*Object pointing dataset rows*
----

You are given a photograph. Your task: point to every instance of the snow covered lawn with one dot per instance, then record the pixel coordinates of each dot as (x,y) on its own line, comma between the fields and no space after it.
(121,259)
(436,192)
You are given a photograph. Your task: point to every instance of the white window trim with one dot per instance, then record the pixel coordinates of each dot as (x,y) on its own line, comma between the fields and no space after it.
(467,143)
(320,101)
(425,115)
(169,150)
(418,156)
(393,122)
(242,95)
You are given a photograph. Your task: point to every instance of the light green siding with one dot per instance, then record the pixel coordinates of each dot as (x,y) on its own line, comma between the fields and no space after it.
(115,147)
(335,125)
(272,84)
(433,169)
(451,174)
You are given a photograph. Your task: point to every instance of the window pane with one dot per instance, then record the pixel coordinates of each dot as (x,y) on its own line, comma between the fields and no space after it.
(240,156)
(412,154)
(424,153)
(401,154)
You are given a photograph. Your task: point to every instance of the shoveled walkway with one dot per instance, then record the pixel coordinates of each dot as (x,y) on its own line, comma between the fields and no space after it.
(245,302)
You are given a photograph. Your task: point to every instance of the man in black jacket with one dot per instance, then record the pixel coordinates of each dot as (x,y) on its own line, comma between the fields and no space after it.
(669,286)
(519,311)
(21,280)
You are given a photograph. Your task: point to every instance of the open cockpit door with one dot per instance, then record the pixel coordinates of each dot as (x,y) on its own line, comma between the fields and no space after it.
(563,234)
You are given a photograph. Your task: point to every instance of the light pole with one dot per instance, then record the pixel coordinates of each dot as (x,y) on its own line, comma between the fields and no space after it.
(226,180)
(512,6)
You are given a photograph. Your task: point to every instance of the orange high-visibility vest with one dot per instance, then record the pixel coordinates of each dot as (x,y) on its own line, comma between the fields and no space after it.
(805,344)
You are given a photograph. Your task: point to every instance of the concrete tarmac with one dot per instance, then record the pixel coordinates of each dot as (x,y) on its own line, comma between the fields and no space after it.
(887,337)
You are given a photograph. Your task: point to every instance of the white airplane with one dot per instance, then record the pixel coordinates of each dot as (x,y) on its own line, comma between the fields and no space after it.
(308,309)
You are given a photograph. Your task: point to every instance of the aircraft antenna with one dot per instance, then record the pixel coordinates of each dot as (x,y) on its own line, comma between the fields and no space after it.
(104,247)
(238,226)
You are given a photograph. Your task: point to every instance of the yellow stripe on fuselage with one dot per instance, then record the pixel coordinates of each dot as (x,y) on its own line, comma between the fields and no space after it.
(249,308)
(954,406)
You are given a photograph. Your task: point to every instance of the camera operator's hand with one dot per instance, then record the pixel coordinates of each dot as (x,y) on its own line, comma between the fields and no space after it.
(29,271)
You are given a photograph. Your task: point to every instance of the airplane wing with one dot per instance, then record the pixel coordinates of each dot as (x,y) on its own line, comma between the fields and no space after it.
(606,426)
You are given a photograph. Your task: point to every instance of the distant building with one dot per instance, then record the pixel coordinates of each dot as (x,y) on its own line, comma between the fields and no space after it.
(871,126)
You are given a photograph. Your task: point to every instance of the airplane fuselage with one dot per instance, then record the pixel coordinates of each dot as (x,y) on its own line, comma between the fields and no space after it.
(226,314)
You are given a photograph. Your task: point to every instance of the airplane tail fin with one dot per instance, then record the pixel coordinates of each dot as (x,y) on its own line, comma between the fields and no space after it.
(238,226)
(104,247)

----

*Given instruction*
All of the data needs to be printed once more, exactly.

*Solution to the problem*
You are given a photograph. Your task: point to every instance of the snow covered lawn with one dot per instance, then record the pixel coordinates of each dot as (x,y) on its own line, comma between the fields and no space after it.
(121,259)
(436,192)
You are given a photograph. Your task: point to every instance of the white window trim with one dot per instance, then record the pixel coordinates of each dot as (x,y) on its own line, comma between the fields and no space after it.
(467,143)
(320,101)
(425,115)
(169,150)
(418,156)
(393,122)
(242,95)
You are given a photograph. Your task: point to every instance of the light green siding with one dot per instance, then record the pixel coordinates of each dot as (x,y) on its own line, comma between the fields and no space after it.
(115,147)
(335,125)
(272,84)
(433,169)
(451,174)
You are given a photograph. Your task: point to every instance of the window pane with one dot per instance, then record the pixel coordinates of each dot as (x,y) on its own line, comma between the fields and no space after it.
(240,156)
(412,154)
(424,153)
(401,154)
You are given a photograph. Your task: point to every instance of the shoveled walkway with one dot per instance, then record the pixel coordinates of each dot as (x,y) on its own line, comma between the fields and no space after it.
(245,302)
You are given a photograph. Your task: point to every instance of the man in black jacket with one dot per instance, then record the pixel coordinates of each dot as (x,y) on its own line, comma between the fields and no space after it.
(669,286)
(519,311)
(21,280)
You are given a photograph. Your task: point to every instance of the open cockpit door with one dot per instance, then record the pixel coordinates of each dot as (x,y) on its own line, comma between the fields and no space after it.
(563,234)
You are given a photograph. Your task: point to every instance of the light pole with one dot per instance, then record the pixel coordinates of each dot as (x,y) on its own line, comma between the fields and no space after it.
(226,180)
(512,6)
You are given a photograph. Your task: point to every instance of the orange high-visibility vest with one dot per instance, then record the pixel coordinates of each dot as (x,y) on its own line, comma between the fields and no space after it.
(805,344)
You are given a photograph. Your task: point to every instance of the concrete tarmac with one dot per instance, then record the pixel coordinates of each dot as (x,y) on its own line, comma between the fields and no space after it.
(887,337)
You are given a photograph. Your task: point to every instance of the white airplane with one dot per instance, then record the pixel coordinates of each dot as (x,y) on its own line, comma between the fields and no space after it.
(308,309)
You are given a photograph. Your task: point to every instance of the aircraft antenna with one dot per instance, then record the pixel coordinates of each dot as (x,y) on its own line, comma between the fields and no space after it.
(104,247)
(238,226)
You are given a photograph. Your task: point to every instance of the yellow stripe on fuselage with one dot per instance, then record the pixel coordinates of each dot as (x,y) on its own line, comma between the fields and no space after it.
(249,308)
(954,406)
You are given a photograph. Your task: point to every instance of the camera operator's hand with one dot per instance, then record the pixel coordinates of each dot as (x,y) on its own line, comma between the fields and no space after it.
(29,271)
You are given a photograph. Your task: point to every instance of the airplane wing with one dot per instance, then record the pixel coordinates of each dot as (x,y) on its own line, comma between the fields and no space after it.
(606,426)
You are given a photograph. Your task: point to every instance of the distant building with one dot per instance, then record the pixel coordinates of each dot as (x,y) on its own line, comma between the fields and no space after it.
(871,126)
You are given a photograph. Your task: point to every instance of the airplane fuselage with one dot per instance, then record the pixel coordinates of each dot as (x,y) on its own line, comma between the fields and no space after it.
(226,314)
You are given a photograph. Your task: point to every instance of the airplane tail fin with one dot per instance, then record the pixel coordinates of each dot as (x,y) on its own line, comma between the fields and no space after it.
(238,226)
(104,247)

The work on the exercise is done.